TASK STATEMENT — Could you continue the travel piece below about searching for Gelati in Milan, picking up right after its last sentence?

SELECTED EXCERPT —

Tack it on to the end or start of your next skiing trip.
Anyhow, Gelati is our focus. We decided, as you do in Italy, to search for that Zen moment. Or nirvana when food passes your lips and mere seconds later you are taken to another place.

Day One Milano. We sit in the hugely dominating presence of the massive cathedral that almost blankets the whole square. The Duomo di Milano, 600 years and still standing, all 135 gargoyles of it. Seated at an open-air restaurant, we eat yet another excellent pasta. Porcini mushrooms grow wild in the forest here. Collected from the forest and scattered with a slip of black truffle across a fresh house made pasta. Simple yet sublime. Accompanied by a very good Montepulciano.
The conversation turns to Gelati, and, I kid you not, within twenty quick paces we find a purveyor of fine Gelati . We ordered enough scoops to satisfy a platoon. All your typical flavors. Our excitement was rewarded with explosions of flavor.

INFORMATION PROVIDED —
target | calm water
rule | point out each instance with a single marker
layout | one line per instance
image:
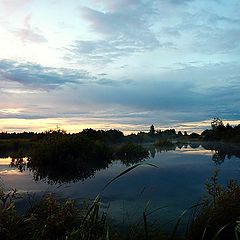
(177, 184)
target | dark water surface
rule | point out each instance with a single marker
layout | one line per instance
(177, 184)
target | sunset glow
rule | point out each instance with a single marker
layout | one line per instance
(122, 64)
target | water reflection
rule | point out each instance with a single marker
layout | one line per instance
(75, 170)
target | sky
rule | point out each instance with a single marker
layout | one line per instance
(123, 64)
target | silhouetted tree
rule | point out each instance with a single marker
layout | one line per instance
(152, 130)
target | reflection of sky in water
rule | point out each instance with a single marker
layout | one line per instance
(178, 183)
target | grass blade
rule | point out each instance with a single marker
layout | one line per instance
(219, 231)
(126, 171)
(180, 218)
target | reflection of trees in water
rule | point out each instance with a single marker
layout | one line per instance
(66, 173)
(19, 163)
(221, 151)
(218, 157)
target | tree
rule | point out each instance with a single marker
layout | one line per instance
(216, 123)
(152, 130)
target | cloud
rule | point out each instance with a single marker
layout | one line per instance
(123, 29)
(37, 76)
(12, 6)
(29, 33)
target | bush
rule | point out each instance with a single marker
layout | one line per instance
(221, 210)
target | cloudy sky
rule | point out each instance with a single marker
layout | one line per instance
(122, 64)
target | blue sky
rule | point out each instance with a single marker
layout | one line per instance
(122, 64)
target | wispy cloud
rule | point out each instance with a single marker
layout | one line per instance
(37, 76)
(123, 29)
(29, 33)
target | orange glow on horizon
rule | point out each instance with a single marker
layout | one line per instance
(74, 125)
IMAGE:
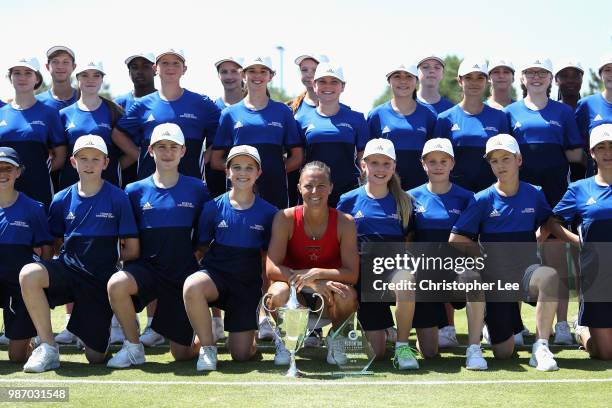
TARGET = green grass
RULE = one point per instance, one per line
(574, 364)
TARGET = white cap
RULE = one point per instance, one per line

ANSWER SECTION —
Could it get better than this. We didn’t think so.
Day Two. Now down to just two of us, the other tourists having skipped and flown home. We are just getting a feel for Italian lifestyle. Our concentration heightened now we are tuned in to the local food scene. Feeling switched on. We trawl through the piazzas. We circle and wander the streets looking for shops that mysteriously stay hidden for almost two hours looking for snow wear retail stuff. My mate has a tired ski jacket in need of replacement. Suddenly we blunder upon the old bohemian quarter, exclusive and designer expensive. The luxury within these narrowed walkways is revealed. By chance or divine intervention, our next serve of designer Gelati is nigh. Imagine Mango, so smooth, the deepest orange in color and very glossy with smooth mouthfeel. This mango Gelati has the most intense sweet flavor and equal first place to yesterday’s I decide. Sacrilegious, I know, but folded within a wispy thin, crepe.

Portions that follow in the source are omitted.